__Problem to work on__. Copy each of the following items word for word, leaving the pictures out of your answer.

__Record excerpts__.

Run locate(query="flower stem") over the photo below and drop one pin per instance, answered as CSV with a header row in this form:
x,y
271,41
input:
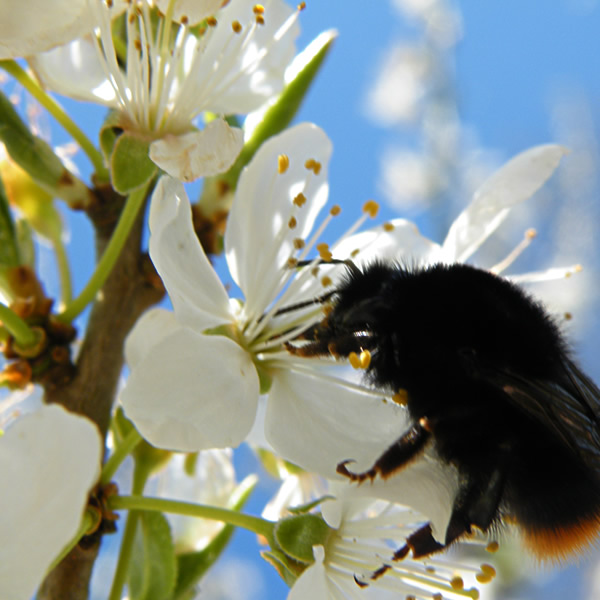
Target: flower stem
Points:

__Output of the task__.
Run locate(query="flower stem") over the photo below and drop one pin per instance, answered as CSV with a header row in this form:
x,y
271,41
input:
Target: flower stem
Points:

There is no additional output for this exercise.